- **Activity**
Repeat the records. Match each character exactly.
(Material for this exercise begins)
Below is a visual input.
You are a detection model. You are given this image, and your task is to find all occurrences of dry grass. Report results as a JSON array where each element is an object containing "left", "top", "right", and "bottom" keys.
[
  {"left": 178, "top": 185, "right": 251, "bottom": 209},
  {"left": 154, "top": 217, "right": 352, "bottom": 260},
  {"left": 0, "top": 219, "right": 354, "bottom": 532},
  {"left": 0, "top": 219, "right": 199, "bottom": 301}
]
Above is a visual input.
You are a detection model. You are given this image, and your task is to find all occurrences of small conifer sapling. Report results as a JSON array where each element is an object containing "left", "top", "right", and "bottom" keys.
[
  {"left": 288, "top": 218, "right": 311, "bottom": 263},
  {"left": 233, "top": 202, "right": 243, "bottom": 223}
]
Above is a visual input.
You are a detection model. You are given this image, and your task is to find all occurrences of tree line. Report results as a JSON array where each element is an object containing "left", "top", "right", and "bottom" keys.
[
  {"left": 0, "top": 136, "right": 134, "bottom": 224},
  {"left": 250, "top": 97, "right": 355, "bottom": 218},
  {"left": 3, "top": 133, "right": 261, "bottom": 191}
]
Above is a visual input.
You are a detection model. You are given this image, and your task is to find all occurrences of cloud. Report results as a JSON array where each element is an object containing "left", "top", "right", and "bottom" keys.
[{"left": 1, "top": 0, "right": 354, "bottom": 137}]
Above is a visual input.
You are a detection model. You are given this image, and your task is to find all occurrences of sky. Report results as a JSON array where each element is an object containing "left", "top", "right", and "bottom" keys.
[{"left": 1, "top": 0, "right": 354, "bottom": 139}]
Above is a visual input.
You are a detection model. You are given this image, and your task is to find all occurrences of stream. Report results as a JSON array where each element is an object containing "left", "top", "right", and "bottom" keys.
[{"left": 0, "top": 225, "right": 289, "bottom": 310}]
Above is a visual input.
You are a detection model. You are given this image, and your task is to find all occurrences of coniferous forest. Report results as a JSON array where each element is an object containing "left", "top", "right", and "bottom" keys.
(Material for this exercise ends)
- **Exercise result**
Below is a visual input.
You are a detection model. You are given this image, and your task is to find all occurrences of dry grass. Report results as a JSON array where each element is an object containing "left", "top", "right", and "bottom" keys.
[
  {"left": 178, "top": 185, "right": 251, "bottom": 209},
  {"left": 154, "top": 217, "right": 352, "bottom": 260},
  {"left": 0, "top": 219, "right": 354, "bottom": 532},
  {"left": 0, "top": 219, "right": 199, "bottom": 301}
]
Above is a visual input.
You are a detection model. You are given this image, and your task is to find all occurrences of small conifer sapling. Report results as a JSON array where each element is an object containing "left", "top", "right", and "bottom" keys.
[
  {"left": 288, "top": 218, "right": 311, "bottom": 263},
  {"left": 233, "top": 202, "right": 243, "bottom": 223}
]
Above is a visual input.
You are a detection model. You are given this image, and your task is to find all occurrences of tree line. Report results as a JSON array where each element is an object containing "left", "top", "right", and "bottom" keys.
[
  {"left": 0, "top": 136, "right": 134, "bottom": 224},
  {"left": 250, "top": 97, "right": 355, "bottom": 218},
  {"left": 3, "top": 133, "right": 261, "bottom": 191}
]
Above is a visual input.
You are a detection model. You are given this image, and your task is to find all occurrences of cloud. Report results as a JSON array where each element is an object containing "left", "top", "right", and "bottom" keys.
[{"left": 1, "top": 0, "right": 354, "bottom": 137}]
Above is a visual input.
You are a detection model. You are given this image, and your task is to find all occurrences of sky. Report results as a JSON array where each element is an object containing "left", "top", "right", and "bottom" keys.
[{"left": 1, "top": 0, "right": 354, "bottom": 139}]
Above is a visual input.
You are a detection model. You are given this image, and your task is to find all occurrences of stream. Report results as a JSON array where each element is an object containing "left", "top", "right", and "bottom" keys.
[{"left": 0, "top": 225, "right": 289, "bottom": 310}]
Above is a visual input.
You are a detection model. You are given this image, and your task is to find all occurrences of coniferous forest. Report results as a JSON array where each element is an object containing "left", "top", "right", and "bottom" keys.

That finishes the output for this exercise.